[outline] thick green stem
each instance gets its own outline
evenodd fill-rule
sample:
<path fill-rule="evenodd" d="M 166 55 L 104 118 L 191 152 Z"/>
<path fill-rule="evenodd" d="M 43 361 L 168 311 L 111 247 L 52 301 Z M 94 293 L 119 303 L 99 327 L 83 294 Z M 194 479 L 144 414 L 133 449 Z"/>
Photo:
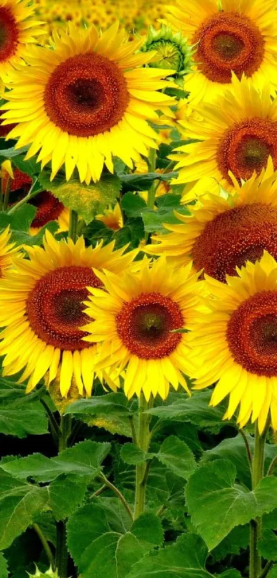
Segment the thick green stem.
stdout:
<path fill-rule="evenodd" d="M 258 420 L 255 430 L 255 448 L 252 458 L 252 490 L 258 486 L 264 476 L 265 444 L 267 439 L 268 425 L 263 433 L 260 434 Z M 258 578 L 262 571 L 261 558 L 258 553 L 258 544 L 262 535 L 262 518 L 256 518 L 250 522 L 250 578 Z"/>
<path fill-rule="evenodd" d="M 49 544 L 45 538 L 45 536 L 43 534 L 43 532 L 41 530 L 38 524 L 33 524 L 33 528 L 37 535 L 38 536 L 39 539 L 43 546 L 45 554 L 48 558 L 49 562 L 51 564 L 52 570 L 56 570 L 56 565 L 55 561 L 53 557 L 52 553 L 51 552 L 50 547 Z"/>
<path fill-rule="evenodd" d="M 149 172 L 154 173 L 156 169 L 156 151 L 155 149 L 150 149 L 149 150 L 148 165 Z M 149 209 L 154 209 L 155 193 L 156 187 L 154 181 L 147 194 L 147 206 Z"/>
<path fill-rule="evenodd" d="M 150 417 L 147 413 L 144 413 L 145 410 L 148 409 L 148 404 L 142 393 L 140 397 L 139 428 L 137 444 L 139 448 L 144 452 L 148 452 L 150 443 Z M 143 464 L 139 464 L 135 468 L 135 519 L 144 510 L 148 471 L 149 464 L 145 462 Z"/>
<path fill-rule="evenodd" d="M 68 236 L 72 239 L 74 242 L 77 240 L 77 230 L 78 230 L 78 213 L 74 211 L 73 209 L 70 211 L 69 218 L 69 229 L 68 231 Z"/>
<path fill-rule="evenodd" d="M 4 194 L 4 200 L 3 202 L 3 210 L 6 211 L 9 205 L 9 199 L 10 199 L 10 185 L 11 185 L 11 178 L 9 176 L 8 177 L 7 185 L 5 187 L 5 191 Z"/>
<path fill-rule="evenodd" d="M 30 198 L 32 198 L 33 197 L 36 196 L 36 195 L 38 195 L 38 193 L 41 192 L 41 191 L 43 190 L 42 188 L 38 189 L 36 191 L 33 190 L 34 188 L 34 186 L 35 186 L 35 185 L 36 185 L 37 182 L 38 182 L 38 178 L 36 178 L 34 179 L 34 183 L 33 183 L 27 195 L 26 195 L 26 196 L 25 196 L 23 198 L 21 198 L 20 200 L 19 200 L 19 202 L 16 203 L 16 205 L 14 205 L 10 209 L 10 211 L 8 211 L 8 214 L 9 215 L 12 215 L 12 214 L 14 213 L 14 211 L 17 210 L 19 207 L 21 207 L 22 205 L 25 205 L 25 203 L 27 203 L 28 200 L 30 200 Z"/>
<path fill-rule="evenodd" d="M 64 451 L 67 447 L 67 440 L 71 431 L 71 416 L 61 415 L 58 433 L 58 451 Z M 57 522 L 57 544 L 56 550 L 56 566 L 59 578 L 67 578 L 68 565 L 68 550 L 67 546 L 67 530 L 65 520 Z"/>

■ **Goal of the exercise**
Rewrite the listing above with "thin green stalk" substituted for every occurrence of "thick green stem" and everything else left unchanged. Omit the pictures from your answer.

■ **Output**
[outline] thin green stalk
each instance gets its own outline
evenodd fill-rule
sample:
<path fill-rule="evenodd" d="M 166 55 L 104 118 L 191 152 Z"/>
<path fill-rule="evenodd" d="M 43 361 L 168 311 L 111 247 L 52 301 Z M 94 293 L 119 303 L 99 327 L 83 294 Z M 194 479 L 144 414 L 133 449 Z"/>
Photo:
Segment the thin green stalk.
stdout:
<path fill-rule="evenodd" d="M 258 420 L 255 430 L 255 448 L 252 458 L 252 490 L 258 486 L 264 476 L 265 444 L 267 439 L 268 425 L 263 433 L 260 434 Z M 258 578 L 262 571 L 261 558 L 258 553 L 258 544 L 262 535 L 262 518 L 256 518 L 250 522 L 250 578 Z"/>
<path fill-rule="evenodd" d="M 49 544 L 45 538 L 45 536 L 43 534 L 43 532 L 41 530 L 38 524 L 33 524 L 33 528 L 37 535 L 38 536 L 39 539 L 43 546 L 45 554 L 48 558 L 49 562 L 51 564 L 52 570 L 56 570 L 56 565 L 55 561 L 53 557 L 52 553 L 51 552 L 50 547 Z"/>
<path fill-rule="evenodd" d="M 149 172 L 154 173 L 156 169 L 156 151 L 155 149 L 150 149 L 149 150 L 148 165 Z M 149 209 L 154 209 L 155 193 L 156 187 L 154 181 L 147 194 L 147 206 Z"/>
<path fill-rule="evenodd" d="M 150 417 L 147 413 L 144 413 L 145 410 L 148 409 L 148 404 L 142 393 L 140 397 L 139 428 L 137 444 L 139 448 L 144 452 L 148 452 L 150 443 Z M 143 464 L 139 464 L 135 468 L 135 519 L 144 510 L 148 471 L 149 464 L 145 462 Z"/>
<path fill-rule="evenodd" d="M 68 236 L 72 239 L 74 242 L 77 240 L 77 230 L 78 230 L 78 213 L 74 211 L 73 209 L 70 211 L 69 218 L 69 229 L 68 231 Z"/>
<path fill-rule="evenodd" d="M 4 194 L 4 200 L 3 202 L 3 210 L 6 211 L 9 205 L 9 199 L 10 199 L 10 185 L 11 185 L 11 178 L 9 176 L 8 177 L 7 185 L 5 187 L 5 191 Z"/>
<path fill-rule="evenodd" d="M 30 198 L 32 198 L 33 197 L 36 196 L 36 195 L 38 195 L 38 193 L 41 192 L 41 191 L 43 190 L 42 188 L 38 189 L 36 191 L 33 190 L 34 188 L 34 186 L 35 186 L 35 185 L 36 185 L 37 182 L 38 182 L 38 178 L 36 178 L 34 179 L 34 183 L 33 183 L 27 195 L 26 195 L 26 196 L 25 196 L 23 198 L 21 198 L 20 200 L 19 200 L 19 202 L 16 203 L 16 205 L 14 205 L 10 209 L 10 211 L 8 211 L 8 214 L 9 215 L 12 215 L 12 214 L 14 213 L 14 211 L 17 210 L 19 207 L 21 207 L 22 205 L 25 205 L 25 203 L 27 203 L 28 200 L 30 200 Z"/>
<path fill-rule="evenodd" d="M 64 451 L 67 447 L 67 440 L 71 431 L 71 416 L 61 415 L 58 433 L 58 451 Z M 57 522 L 57 544 L 56 550 L 56 566 L 59 578 L 67 578 L 68 565 L 68 550 L 67 546 L 67 530 L 65 520 Z"/>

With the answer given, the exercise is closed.